What is being asked:
Recast every line of the items below as a Markdown table with the columns Row and Line, numbering the rows in order and omitting any blank lines.

(Entries from a point annotation set)
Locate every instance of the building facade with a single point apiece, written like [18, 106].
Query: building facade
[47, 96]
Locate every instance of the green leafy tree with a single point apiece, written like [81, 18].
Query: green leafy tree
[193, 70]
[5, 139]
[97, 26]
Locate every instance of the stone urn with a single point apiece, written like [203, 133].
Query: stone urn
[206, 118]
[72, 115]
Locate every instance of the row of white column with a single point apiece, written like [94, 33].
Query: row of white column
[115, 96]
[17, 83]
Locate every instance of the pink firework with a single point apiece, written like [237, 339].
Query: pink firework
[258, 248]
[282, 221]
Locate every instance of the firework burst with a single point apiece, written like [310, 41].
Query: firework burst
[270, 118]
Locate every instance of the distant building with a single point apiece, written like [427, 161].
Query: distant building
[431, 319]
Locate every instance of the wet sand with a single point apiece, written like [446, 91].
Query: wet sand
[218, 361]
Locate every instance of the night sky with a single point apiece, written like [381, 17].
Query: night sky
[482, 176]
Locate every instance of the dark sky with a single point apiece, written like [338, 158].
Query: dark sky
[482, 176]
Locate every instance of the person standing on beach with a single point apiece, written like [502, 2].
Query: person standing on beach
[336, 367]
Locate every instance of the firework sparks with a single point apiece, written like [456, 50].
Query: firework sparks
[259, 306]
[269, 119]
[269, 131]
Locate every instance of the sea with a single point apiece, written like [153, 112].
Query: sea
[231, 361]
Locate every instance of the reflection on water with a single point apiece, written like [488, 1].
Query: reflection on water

Finished answer:
| Row | Line |
|---|---|
| 1 | Locate every instance of the building facade with a single point apiece, written like [18, 106]. |
| 2 | Query: building facade |
| 3 | [47, 96] |
| 4 | Locate every instance of the green leafy tree with a single point apiece, written like [81, 18]. |
| 5 | Query: green leafy tree |
| 6 | [193, 70] |
| 7 | [5, 139] |
| 8 | [97, 26] |
| 9 | Locate every instance of the stone urn with a single point apiece, written like [203, 133]. |
| 10 | Query: stone urn |
| 11 | [206, 118] |
| 12 | [72, 115] |
| 13 | Locate every instance of the row of white column with a single point apiece, written like [94, 33]. |
| 14 | Query: row of white column |
| 15 | [115, 96] |
| 16 | [17, 83] |
| 17 | Locate every instance of the pink firework with a single point apiece, written like [237, 339]. |
| 18 | Query: pink firework |
| 19 | [258, 248] |
| 20 | [282, 221] |
| 21 | Locate every instance of the firework burst with a single point apiece, written like [310, 41]. |
| 22 | Query: firework burst |
| 23 | [270, 118] |
| 24 | Locate every instance of the distant building with a single point apiece, written like [427, 161]. |
| 25 | Query: distant building |
| 26 | [431, 319] |
| 27 | Locate every instance of the wet sand with a single point apiece, written like [446, 91]. |
| 28 | Query: wet sand |
| 29 | [218, 361] |
| 30 | Locate every instance of the night sky with a single point apiece, written like [381, 17]. |
| 31 | Query: night sky |
| 32 | [482, 176] |
| 33 | Locate every instance of the dark sky with a single point apiece, written like [338, 158]. |
| 34 | Query: dark sky |
| 35 | [482, 176] |
| 36 | Locate every instance of the person standing on beach with a single point apiece, written like [502, 2]. |
| 37 | Query: person standing on beach |
| 38 | [336, 367] |
| 39 | Locate every instance of the firework sparks with a single point apiece, written like [456, 50]. |
| 40 | Query: firework sparks |
| 41 | [259, 306] |
| 42 | [269, 119] |
| 43 | [269, 131] |
| 44 | Locate every instance of the sea with a single point apiece, written like [153, 112]. |
| 45 | Query: sea |
| 46 | [231, 361] |
| 47 | Locate every instance of the reflection on water with a single point apiece, written like [488, 1]. |
| 48 | Query: reflection on water |